# ASSIGNMENT
Using the data that follows, state the number of lines holding the word "instance", and give no other output.

Stored items:
>>>>

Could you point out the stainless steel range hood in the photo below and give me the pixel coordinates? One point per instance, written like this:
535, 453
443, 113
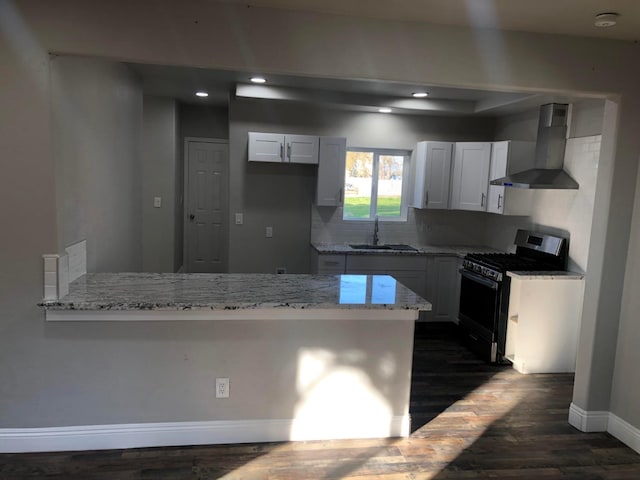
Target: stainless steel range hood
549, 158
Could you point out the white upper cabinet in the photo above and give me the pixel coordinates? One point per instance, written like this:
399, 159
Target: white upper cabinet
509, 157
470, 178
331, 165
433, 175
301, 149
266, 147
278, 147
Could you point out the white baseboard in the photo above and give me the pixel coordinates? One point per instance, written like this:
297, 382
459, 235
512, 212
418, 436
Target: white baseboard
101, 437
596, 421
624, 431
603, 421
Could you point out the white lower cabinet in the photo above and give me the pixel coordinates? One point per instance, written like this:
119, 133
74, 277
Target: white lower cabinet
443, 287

<<<<
>>>>

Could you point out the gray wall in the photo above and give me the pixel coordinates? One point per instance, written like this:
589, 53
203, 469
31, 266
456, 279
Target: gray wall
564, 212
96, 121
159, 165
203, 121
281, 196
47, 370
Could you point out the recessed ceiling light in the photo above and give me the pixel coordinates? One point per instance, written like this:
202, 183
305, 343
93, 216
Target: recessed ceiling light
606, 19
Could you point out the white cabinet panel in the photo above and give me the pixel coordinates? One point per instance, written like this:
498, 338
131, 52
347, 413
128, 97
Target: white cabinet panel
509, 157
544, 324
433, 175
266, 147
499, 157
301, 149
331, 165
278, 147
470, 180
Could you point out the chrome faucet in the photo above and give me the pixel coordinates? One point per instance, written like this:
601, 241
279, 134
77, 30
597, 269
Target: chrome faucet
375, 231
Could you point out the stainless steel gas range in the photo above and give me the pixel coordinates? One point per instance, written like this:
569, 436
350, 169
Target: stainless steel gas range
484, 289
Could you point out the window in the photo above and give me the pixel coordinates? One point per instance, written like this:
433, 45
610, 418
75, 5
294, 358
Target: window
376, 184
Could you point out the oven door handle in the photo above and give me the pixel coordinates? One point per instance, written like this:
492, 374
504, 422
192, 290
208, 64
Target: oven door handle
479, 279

<<<<
>>>>

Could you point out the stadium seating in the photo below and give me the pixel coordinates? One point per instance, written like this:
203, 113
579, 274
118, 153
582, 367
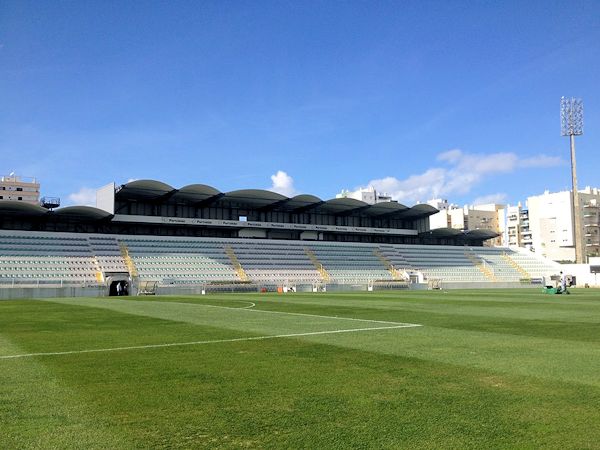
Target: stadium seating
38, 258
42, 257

<<<<

# TASK ANSWER
12